- [EXTRAIT]:
________________________

Comment favoriser et mesurer l’engagement des élèves ? Comment évaluer et prévenir les risques d'échec ? Quand intervenir et comment accompagner mes élèves ? Voilà les questions qui ont lancé mon « projet pilote »…
Une autre perspective
Dans la séquence régulière des cours de littérature, Écriture et littérature (101) est un cours de première session qui est offert à l'automne. Il est centré sur l'analyse littéraire et doit mettre en place des attitudes analytiques et des habitudes de travail qui seront utiles dans les cours ultérieurs : Littérature et imaginaire (102) et Littérature québécoise (103). Ce cours de premier trimestre est costaud et considéré comme un cours défi1.
Au trimestre d'hiver 2024, non seulement mes élèves étaient généralement en situation de vulnérabilité dans leur parcours, mais un nombre important d'entre eux et elles présentaient aussi des défis particuliers : difficultés d'apprentissage, troubles d'attention ou d'anxiété et bien d'autres encore figuraient dans le portrait. Autant d'éléments qui venaient fragiliser les acquis en littératie, mais qui affectaient aussi leur sentiment d'efficacité personnelle, leur motivation intrinsèque et leur engagement potentiel dans le cours. Face à cette réalité, je voyais bien que je ne pouvais pas enseigner l'analyse comme je l'avais fait dix ans plus tôt.

________________________

- [SÉRIE D'EXERCICES]:
**A.** D'après l'extrait sur le cours Écriture et littérature, à quel moment de l'année ce cours de première session est-il offert dans la séquence régulière ?
**B.** Selon l'extrait sur le cours Écriture et littérature, pourquoi l'enseignant ou l'enseignante ne pouvait-il plus enseigner l'analyse comme dix ans plus tôt ?
**C.** Donnez, s'il vous plaît, la suite de l'extrait sur le cours Écriture et littérature, à partir de sa dernière phrase.

[Entrées du jeu de données]

________________________

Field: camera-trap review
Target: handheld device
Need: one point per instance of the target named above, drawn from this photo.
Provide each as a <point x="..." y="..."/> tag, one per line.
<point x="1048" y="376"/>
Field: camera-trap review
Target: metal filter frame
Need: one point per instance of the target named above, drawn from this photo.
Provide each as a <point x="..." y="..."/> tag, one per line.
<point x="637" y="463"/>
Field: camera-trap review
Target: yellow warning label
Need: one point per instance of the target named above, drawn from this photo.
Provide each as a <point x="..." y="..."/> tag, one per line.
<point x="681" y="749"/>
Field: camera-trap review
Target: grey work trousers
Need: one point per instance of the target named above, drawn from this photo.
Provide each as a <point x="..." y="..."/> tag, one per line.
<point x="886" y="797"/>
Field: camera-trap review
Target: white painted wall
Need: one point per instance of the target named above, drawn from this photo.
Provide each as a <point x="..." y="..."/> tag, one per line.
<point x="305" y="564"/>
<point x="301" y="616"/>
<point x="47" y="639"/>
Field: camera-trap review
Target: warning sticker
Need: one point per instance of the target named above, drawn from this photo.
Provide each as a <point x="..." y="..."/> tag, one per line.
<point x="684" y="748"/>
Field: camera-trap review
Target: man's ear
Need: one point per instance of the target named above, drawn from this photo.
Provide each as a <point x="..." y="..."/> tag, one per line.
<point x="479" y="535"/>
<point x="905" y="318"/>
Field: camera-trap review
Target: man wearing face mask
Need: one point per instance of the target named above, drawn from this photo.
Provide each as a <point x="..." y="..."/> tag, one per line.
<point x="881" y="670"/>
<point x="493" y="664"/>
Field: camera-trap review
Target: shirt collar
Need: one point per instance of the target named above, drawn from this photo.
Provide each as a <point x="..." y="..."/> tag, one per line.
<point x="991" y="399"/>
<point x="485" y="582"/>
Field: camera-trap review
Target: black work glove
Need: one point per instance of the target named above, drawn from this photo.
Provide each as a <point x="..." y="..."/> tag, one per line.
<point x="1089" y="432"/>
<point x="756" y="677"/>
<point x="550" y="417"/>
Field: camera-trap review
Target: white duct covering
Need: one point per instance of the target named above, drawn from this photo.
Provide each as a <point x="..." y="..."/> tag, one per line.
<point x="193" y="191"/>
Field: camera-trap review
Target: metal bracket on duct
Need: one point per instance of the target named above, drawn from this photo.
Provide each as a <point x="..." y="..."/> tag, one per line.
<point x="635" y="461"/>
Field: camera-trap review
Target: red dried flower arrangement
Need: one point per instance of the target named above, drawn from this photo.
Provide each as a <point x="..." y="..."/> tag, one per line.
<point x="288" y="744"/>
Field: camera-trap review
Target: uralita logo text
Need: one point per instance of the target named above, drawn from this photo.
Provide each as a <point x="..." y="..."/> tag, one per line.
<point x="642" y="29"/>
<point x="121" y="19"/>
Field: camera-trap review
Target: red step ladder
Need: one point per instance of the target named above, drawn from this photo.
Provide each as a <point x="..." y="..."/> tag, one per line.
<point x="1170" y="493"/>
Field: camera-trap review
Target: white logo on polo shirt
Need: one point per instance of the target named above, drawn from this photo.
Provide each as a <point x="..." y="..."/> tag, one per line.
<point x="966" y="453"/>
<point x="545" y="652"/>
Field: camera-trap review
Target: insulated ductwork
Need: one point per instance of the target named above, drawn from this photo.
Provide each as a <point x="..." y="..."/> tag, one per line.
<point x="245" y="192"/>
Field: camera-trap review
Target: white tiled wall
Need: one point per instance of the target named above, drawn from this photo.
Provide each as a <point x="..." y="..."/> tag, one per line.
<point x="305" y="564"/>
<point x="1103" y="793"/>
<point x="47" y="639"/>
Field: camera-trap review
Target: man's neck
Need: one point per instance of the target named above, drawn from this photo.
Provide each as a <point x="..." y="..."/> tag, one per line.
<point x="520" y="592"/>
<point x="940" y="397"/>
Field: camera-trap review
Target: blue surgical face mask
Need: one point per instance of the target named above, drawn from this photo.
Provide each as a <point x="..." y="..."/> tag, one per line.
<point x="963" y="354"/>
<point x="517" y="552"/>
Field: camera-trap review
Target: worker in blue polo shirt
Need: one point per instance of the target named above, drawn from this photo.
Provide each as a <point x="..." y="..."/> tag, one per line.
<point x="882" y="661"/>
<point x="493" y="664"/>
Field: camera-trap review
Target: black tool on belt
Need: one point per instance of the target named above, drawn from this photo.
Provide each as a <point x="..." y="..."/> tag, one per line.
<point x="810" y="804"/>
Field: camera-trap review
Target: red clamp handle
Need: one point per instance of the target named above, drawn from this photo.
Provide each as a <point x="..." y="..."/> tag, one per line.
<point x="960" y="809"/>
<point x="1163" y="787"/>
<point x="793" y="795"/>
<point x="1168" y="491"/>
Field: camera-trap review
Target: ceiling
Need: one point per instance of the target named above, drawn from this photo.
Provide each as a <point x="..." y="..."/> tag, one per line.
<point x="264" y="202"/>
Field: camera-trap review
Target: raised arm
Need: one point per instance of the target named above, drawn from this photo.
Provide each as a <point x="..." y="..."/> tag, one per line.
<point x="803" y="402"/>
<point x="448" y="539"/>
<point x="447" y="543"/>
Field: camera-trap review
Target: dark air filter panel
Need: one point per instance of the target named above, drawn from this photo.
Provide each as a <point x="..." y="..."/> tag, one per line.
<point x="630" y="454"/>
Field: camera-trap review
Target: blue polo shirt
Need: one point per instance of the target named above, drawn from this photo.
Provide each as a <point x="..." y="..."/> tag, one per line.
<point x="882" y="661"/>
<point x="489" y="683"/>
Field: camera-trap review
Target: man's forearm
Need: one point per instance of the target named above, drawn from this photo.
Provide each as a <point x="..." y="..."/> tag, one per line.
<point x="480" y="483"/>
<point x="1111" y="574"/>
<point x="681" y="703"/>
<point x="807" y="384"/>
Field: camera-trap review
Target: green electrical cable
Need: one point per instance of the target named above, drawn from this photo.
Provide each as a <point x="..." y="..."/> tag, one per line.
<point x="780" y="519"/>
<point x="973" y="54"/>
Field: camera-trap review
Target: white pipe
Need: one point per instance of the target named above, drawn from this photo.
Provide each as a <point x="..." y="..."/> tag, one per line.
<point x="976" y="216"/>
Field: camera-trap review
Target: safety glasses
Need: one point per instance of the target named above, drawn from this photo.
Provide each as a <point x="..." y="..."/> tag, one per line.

________________________

- [RÉPONSES ATTENDUES]:
**A.** À l'automne.

**B.** Au trimestre d'hiver 2024, les élèves étaient généralement en situation de vulnérabilité, et beaucoup présentaient des défis particuliers comme des difficultés d'apprentissage ou des troubles d'attention ou d'anxiété. Ces éléments fragilisaient leurs acquis en littératie et nuisaient à leur sentiment d'efficacité personnelle, à leur motivation intrinsèque et à leur engagement dans le cours.

**C.**
J'avais également des doutes. Avec un devis ministériel qui date de 1994 (Google a été fondé en 1998, c'est tout dire), comment justifier un cours axé sur la rédaction d'une analyse littéraire, alors que des machines peuvent aujourd'hui générer des textes potentiellement meilleurs que ceux de mes élèves ? De plus, je vais être franc, je ne crois pas qu'il soit vraiment important dans la vie de maitriser l'art de l'analyse littéraire. Par contre, je souhaite que les élèves maitrisent un certain niveau de littératie, c'est-à-dire qu'ils et elles aient certaines habiletés en lecture et en écriture qui font d'eux et elles des citoyen·ne·s bien équipé·e·s pour naviguer dans notre société moderne.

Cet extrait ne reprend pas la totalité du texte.